▶ **DIRECTIONS**: Count the lines below that contain the string "chair", treating uppercase and lowercase letters as different. Reply with the number alone.

▶ **STORED ROWS**:
####################
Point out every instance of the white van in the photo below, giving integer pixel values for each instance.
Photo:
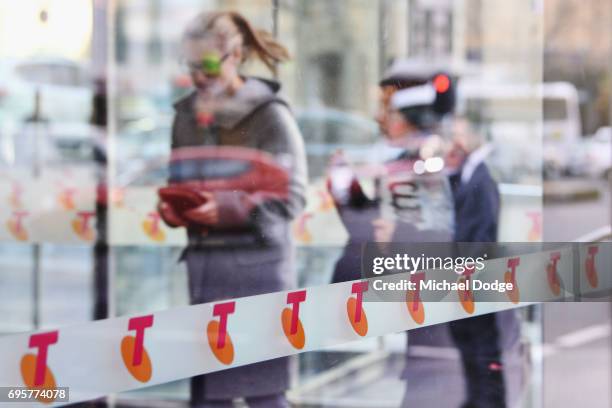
(534, 127)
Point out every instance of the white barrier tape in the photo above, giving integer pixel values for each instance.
(60, 208)
(115, 355)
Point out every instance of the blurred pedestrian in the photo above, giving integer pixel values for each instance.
(476, 221)
(412, 202)
(245, 247)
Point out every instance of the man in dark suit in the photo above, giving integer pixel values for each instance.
(476, 221)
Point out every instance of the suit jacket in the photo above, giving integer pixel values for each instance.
(476, 206)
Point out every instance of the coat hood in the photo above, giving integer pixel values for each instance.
(255, 93)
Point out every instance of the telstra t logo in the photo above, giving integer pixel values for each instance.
(589, 266)
(354, 308)
(133, 352)
(35, 373)
(466, 297)
(413, 299)
(510, 277)
(552, 275)
(290, 319)
(219, 339)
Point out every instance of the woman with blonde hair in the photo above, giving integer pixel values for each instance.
(256, 251)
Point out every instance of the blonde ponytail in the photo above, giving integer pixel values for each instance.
(230, 28)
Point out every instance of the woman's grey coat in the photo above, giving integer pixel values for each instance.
(219, 267)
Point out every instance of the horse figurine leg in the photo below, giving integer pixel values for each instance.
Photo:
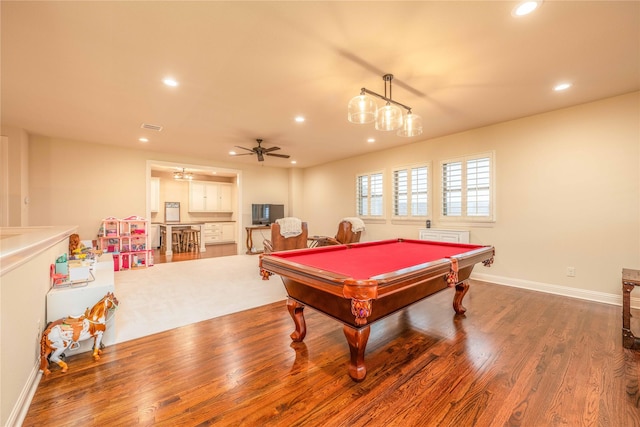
(97, 342)
(52, 345)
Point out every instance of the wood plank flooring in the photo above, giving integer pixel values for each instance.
(518, 358)
(210, 252)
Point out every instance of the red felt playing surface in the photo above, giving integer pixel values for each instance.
(366, 260)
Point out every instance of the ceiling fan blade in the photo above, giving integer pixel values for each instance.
(248, 149)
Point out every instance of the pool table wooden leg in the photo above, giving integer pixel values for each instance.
(296, 310)
(461, 290)
(357, 339)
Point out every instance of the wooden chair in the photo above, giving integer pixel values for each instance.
(344, 236)
(280, 243)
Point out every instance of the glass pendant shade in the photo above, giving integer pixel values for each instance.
(389, 117)
(412, 125)
(362, 109)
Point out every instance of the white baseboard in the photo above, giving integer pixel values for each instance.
(19, 411)
(614, 299)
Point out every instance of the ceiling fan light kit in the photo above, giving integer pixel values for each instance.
(363, 109)
(183, 175)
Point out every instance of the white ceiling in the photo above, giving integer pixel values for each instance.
(93, 71)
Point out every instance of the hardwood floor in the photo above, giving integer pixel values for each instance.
(212, 251)
(518, 358)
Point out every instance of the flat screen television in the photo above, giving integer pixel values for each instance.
(266, 214)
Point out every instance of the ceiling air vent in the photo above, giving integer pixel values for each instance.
(157, 128)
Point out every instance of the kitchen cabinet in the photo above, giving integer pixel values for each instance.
(206, 196)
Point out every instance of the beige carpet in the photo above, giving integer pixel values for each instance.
(170, 295)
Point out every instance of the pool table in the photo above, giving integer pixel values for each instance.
(360, 283)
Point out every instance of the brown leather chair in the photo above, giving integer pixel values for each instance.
(344, 236)
(280, 243)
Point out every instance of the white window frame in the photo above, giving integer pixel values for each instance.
(410, 192)
(379, 195)
(465, 216)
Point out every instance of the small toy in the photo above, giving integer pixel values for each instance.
(75, 245)
(69, 331)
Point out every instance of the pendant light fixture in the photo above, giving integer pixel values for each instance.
(364, 109)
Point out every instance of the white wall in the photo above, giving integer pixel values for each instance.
(567, 191)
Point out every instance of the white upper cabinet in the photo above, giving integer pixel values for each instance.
(206, 196)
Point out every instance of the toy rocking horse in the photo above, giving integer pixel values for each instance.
(69, 331)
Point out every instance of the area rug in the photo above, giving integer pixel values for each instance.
(171, 295)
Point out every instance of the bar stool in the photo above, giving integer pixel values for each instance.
(190, 239)
(163, 240)
(176, 240)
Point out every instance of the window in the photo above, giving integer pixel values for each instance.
(467, 191)
(410, 188)
(370, 195)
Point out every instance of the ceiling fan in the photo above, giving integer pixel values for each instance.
(261, 151)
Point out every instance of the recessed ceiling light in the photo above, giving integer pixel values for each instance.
(170, 82)
(562, 86)
(525, 8)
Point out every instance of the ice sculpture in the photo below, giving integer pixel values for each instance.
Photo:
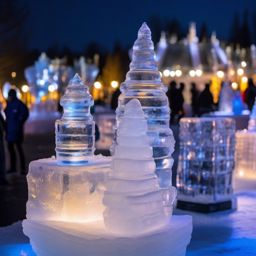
####################
▶ **THE OUTPUT**: 2